## Task directions
In the data below, reproduce everything exactly except the images.
--- START ---
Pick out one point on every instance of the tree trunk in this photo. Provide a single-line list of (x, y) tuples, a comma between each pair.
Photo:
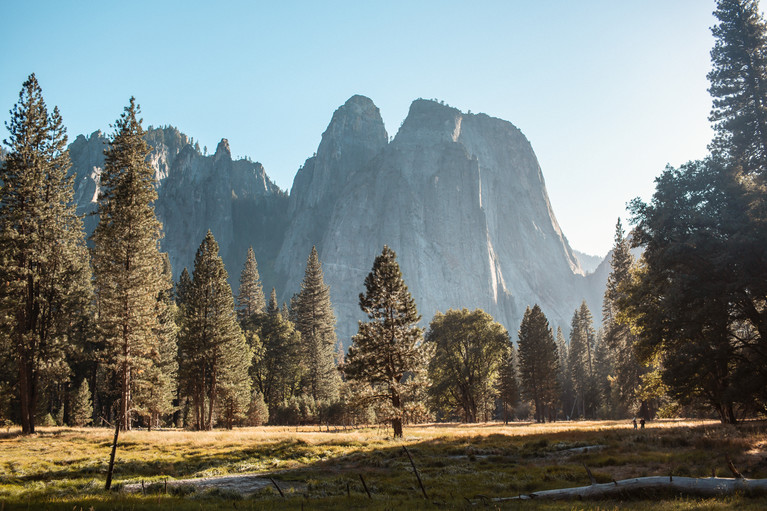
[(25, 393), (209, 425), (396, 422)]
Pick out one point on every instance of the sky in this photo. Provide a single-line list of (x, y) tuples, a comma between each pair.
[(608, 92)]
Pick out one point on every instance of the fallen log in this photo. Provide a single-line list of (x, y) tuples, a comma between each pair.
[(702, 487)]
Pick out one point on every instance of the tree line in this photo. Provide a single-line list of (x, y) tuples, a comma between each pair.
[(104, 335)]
--- END ---
## Answer to the problem
Pick out one point on every instance of the tree trunk in this photo. Provide a single-line list of (x, y) tuples, a comma between each pair.
Photo:
[(25, 393), (209, 425), (396, 422)]
Pick out one point on every instance of the sky in this photo. Provide a single-line list of (x, y) tuples, a comma between each pair.
[(608, 92)]
Pick out one point on every instance of the fallen log in this photo. Provide a single-line list of (x, y) tuples, a comma between each pair.
[(702, 487)]
Pick out one point on every instance of the tree line in this photo. Provide a single-line list of (x, y) tuples, a comma between each pair.
[(104, 335)]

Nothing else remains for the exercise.